Selection |
•••••

1980   wind and solar

2005   oil sands

2020   waves

2050   nuclear fusion?

Fossil energies like lignite, coal, oil or natural gas, are nothing but stored biomass, generated by photo-synthesis during hundreds of millions of years. They contain carbon and hydrogen.  

Burning fossil energies releases C02. It is the C02 that creates problems. Part of it is stored by trees and other vegetation that “accumulate” them as biomass. Another part is stored in the Oceans where it helps “feeding” sea biomass like algae. Humanity presently emits some 30 billion tons annually, of which about half goes into the atmosphere, the other half being absorbed by biomass on earth and the sea. But both the sea and forests have a limited storage capacity. Recently scientists are getting scared about these “sinks” because of deforestation and rising acidity of the oceans.

Increasing C02 quantities therefore rise into the atmosphere where they stay some 100 years, changing the composition of the gaseous shield in the atmosphere in a dramatic way and  causing climate change on earth.

It is therefore important to understand the basic functioning of the atmosphere for the global climate.

The earth is surrounded by the atmosphere (composed of the troposphere up to 10 km, Mt. Everest!) and the stratosphere (10 – 40 km).

The atmosphere contains two major gases: Nitrogen 78 percent and oxygen 22 percent, plus Argon 1 percent.

Were the planet only surrounded by these three gases, the earth’s temperature would be around -18°, and the planet an icy desert, without any signs of life, like Mars.

We owe life to the existence of a few other gases, of which only marginal quantities are found in the atmosphere.  The most important among these are hydrogen in the form of steam/clouds, followed by carbon dioxide, ozone, nitrogen-oxide and methane.

 

These gases have two separate functions.

  • Ozone protects us against excessive and destructive UV irradiation.
  • The other four form a natural regulator of temperature. They shield us against excessive heat and cold by offering a natural “green house effect”. They operate like a glass house,  which allows sun light to enter and absorb most of its heat. These green house gases warm the earth surface by incredible +33°, enabling the average surface temperature to reach 15° and not -18°, as it would without the gas shield. Over time the influx and outflow of solar energy has been miraculously balanced to an inflow and outflow of solar radiation as to keep the earth’s temperature within a range of 12-17 degrees.

•••••

Listing |
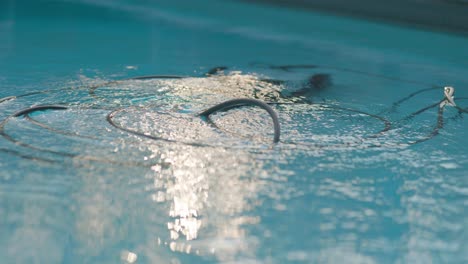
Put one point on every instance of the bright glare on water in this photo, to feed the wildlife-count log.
(369, 167)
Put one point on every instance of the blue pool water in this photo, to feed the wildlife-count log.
(338, 188)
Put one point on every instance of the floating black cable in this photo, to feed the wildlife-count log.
(110, 120)
(59, 153)
(224, 106)
(220, 107)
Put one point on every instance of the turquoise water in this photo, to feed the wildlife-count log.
(73, 189)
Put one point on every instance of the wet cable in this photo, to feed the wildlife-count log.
(234, 103)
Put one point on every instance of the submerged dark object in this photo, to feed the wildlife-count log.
(314, 84)
(230, 104)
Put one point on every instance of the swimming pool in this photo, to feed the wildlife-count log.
(338, 187)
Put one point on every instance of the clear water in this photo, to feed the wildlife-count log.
(74, 189)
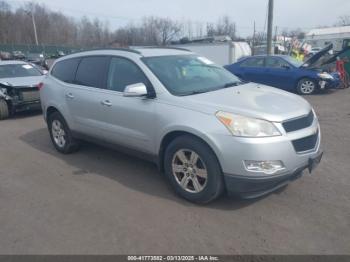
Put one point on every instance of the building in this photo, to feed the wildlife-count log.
(321, 37)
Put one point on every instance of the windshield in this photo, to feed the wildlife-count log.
(18, 70)
(189, 74)
(293, 61)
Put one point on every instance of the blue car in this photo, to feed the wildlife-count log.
(286, 73)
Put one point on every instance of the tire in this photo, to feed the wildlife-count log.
(306, 86)
(197, 187)
(4, 110)
(61, 135)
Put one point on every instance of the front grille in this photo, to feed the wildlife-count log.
(300, 123)
(306, 143)
(30, 96)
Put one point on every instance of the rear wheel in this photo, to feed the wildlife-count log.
(306, 86)
(4, 110)
(193, 170)
(60, 134)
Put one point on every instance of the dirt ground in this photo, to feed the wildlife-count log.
(98, 201)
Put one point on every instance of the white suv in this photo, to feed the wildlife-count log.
(203, 127)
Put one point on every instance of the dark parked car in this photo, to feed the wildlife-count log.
(19, 87)
(287, 73)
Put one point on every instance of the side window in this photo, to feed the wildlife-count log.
(123, 72)
(65, 70)
(92, 71)
(273, 62)
(253, 62)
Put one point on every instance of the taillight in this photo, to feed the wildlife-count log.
(40, 85)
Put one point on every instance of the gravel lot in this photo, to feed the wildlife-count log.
(99, 201)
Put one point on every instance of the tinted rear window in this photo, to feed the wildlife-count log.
(18, 70)
(65, 70)
(92, 71)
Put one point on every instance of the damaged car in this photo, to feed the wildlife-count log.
(19, 87)
(287, 73)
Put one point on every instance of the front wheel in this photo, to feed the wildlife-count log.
(193, 170)
(306, 86)
(60, 134)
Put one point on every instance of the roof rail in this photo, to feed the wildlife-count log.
(115, 49)
(163, 47)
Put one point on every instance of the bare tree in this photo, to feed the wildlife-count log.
(224, 26)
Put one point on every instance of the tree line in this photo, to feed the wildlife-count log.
(56, 28)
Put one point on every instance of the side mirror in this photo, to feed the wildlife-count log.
(135, 90)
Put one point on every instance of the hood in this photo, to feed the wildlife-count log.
(23, 81)
(312, 62)
(252, 100)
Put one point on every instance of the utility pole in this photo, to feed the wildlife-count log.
(33, 21)
(253, 44)
(269, 28)
(34, 26)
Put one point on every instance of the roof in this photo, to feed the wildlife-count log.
(12, 62)
(136, 51)
(329, 31)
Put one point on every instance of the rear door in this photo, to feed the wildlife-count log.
(129, 121)
(252, 69)
(85, 96)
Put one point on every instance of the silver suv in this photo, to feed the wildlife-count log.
(204, 128)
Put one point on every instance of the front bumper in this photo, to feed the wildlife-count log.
(234, 151)
(330, 83)
(250, 188)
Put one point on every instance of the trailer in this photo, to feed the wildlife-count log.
(221, 53)
(321, 37)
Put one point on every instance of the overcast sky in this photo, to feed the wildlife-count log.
(304, 14)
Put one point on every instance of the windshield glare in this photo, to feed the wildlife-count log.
(188, 74)
(19, 70)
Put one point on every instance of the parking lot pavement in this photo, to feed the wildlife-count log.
(99, 201)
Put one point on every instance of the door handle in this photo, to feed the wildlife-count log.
(70, 96)
(106, 103)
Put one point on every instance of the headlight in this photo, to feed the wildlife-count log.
(247, 127)
(325, 76)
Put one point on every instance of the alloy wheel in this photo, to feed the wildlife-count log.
(58, 133)
(189, 171)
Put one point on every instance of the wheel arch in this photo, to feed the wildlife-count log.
(171, 135)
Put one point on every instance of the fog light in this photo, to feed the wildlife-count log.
(267, 167)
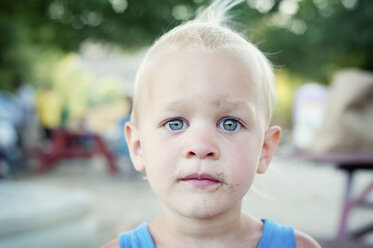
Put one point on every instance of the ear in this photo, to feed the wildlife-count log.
(134, 145)
(271, 140)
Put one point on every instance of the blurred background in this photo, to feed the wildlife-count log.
(67, 70)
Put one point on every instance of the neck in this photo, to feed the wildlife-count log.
(173, 230)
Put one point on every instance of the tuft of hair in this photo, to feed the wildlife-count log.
(208, 31)
(217, 12)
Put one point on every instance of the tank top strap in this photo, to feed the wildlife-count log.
(136, 238)
(276, 236)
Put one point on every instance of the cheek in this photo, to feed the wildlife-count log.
(244, 159)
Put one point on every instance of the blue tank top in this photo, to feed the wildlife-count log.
(274, 236)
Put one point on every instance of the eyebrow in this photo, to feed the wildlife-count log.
(184, 106)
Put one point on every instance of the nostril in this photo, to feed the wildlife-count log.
(191, 154)
(210, 154)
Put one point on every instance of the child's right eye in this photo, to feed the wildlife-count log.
(175, 125)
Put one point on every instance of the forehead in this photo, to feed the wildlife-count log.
(194, 69)
(213, 77)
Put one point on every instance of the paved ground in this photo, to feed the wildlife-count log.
(304, 195)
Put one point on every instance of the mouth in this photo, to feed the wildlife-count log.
(201, 180)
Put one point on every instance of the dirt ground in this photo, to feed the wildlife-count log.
(305, 195)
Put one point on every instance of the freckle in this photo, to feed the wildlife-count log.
(233, 187)
(216, 189)
(205, 203)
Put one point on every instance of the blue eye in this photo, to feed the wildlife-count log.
(175, 125)
(229, 124)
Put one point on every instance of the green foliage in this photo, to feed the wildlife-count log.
(318, 38)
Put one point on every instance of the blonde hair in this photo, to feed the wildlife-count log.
(209, 31)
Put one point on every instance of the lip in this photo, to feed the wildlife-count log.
(201, 180)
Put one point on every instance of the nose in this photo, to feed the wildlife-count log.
(202, 145)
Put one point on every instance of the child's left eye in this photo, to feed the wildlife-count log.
(175, 125)
(229, 124)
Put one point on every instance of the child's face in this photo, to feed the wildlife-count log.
(201, 132)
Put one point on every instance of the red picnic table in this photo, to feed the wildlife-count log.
(349, 163)
(65, 144)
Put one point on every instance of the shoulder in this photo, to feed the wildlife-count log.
(111, 244)
(303, 240)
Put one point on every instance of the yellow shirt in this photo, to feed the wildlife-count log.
(49, 107)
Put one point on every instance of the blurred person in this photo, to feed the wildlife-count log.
(10, 121)
(200, 129)
(25, 97)
(49, 106)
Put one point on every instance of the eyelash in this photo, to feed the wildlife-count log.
(184, 125)
(236, 121)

•••••

Short task A | According to the climate passage, how long does CO2 stay in the atmosphere?
Short task B | In the climate passage, rewrite the part that opens with the words "Increasing C02 quantities" and closes with "the global climate.", changing "dramatic" to "drastic".

Correct output A | Some 100 years.

Correct output B |
Increasing C02 quantities therefore rise into the atmosphere where they stay some 100 years, changing the composition of the gaseous shield in the atmosphere in a drastic way and  causing climate change on earth.

It is therefore important to understand the basic functioning of the atmosphere for the global climate.